WHAT YOU ARE ASKED TO DO: Copy, in full, each line of the material that holds the word "blue".
=== Section Start ===
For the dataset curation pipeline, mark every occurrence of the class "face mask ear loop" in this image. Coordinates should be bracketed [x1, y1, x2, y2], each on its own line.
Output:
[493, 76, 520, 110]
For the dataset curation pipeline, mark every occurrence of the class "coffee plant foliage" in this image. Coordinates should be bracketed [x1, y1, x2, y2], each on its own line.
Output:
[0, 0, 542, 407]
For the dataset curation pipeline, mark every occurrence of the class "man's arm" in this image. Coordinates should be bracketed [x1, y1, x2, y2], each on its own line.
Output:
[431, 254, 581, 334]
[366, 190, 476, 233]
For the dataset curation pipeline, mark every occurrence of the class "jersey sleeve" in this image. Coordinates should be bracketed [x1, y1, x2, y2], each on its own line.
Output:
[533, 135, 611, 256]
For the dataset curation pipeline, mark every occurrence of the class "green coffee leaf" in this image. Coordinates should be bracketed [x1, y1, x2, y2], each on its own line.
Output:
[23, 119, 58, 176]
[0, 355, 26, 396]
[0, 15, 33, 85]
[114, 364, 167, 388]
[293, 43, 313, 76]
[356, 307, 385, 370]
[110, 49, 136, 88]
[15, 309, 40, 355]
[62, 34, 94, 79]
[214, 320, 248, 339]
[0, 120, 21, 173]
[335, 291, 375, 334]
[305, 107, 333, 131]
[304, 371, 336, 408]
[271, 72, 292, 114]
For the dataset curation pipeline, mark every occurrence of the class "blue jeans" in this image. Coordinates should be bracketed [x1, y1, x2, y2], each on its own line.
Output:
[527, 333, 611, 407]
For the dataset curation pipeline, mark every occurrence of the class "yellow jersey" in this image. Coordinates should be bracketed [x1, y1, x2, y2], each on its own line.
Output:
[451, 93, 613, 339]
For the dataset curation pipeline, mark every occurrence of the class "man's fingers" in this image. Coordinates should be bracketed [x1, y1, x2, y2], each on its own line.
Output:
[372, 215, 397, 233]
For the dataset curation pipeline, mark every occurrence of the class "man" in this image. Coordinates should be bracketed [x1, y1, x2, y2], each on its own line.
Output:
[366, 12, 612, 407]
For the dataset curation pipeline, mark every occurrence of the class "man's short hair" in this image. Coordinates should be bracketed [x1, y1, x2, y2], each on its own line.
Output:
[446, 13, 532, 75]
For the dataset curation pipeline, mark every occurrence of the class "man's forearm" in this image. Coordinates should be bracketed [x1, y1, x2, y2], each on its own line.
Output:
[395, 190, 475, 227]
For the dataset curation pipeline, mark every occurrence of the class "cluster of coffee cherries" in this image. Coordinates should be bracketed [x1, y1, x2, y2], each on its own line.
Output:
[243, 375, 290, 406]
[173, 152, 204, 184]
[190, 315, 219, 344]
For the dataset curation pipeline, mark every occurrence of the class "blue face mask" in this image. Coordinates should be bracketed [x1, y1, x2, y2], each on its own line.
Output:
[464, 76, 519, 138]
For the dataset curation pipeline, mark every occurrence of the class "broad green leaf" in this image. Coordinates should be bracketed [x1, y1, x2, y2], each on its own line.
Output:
=== Section End ===
ANSWER SPACE:
For the dataset curation pipeline, mark every occurrence of the class "blue jeans" in this image. Coordinates should be bracketed [x1, y1, x2, y2], each on its own line.
For the dataset curation pipeline, mark every occurrence of the class "blue face mask" in this image. Coordinates should be bracketed [x1, y1, x2, y2], each on its own line.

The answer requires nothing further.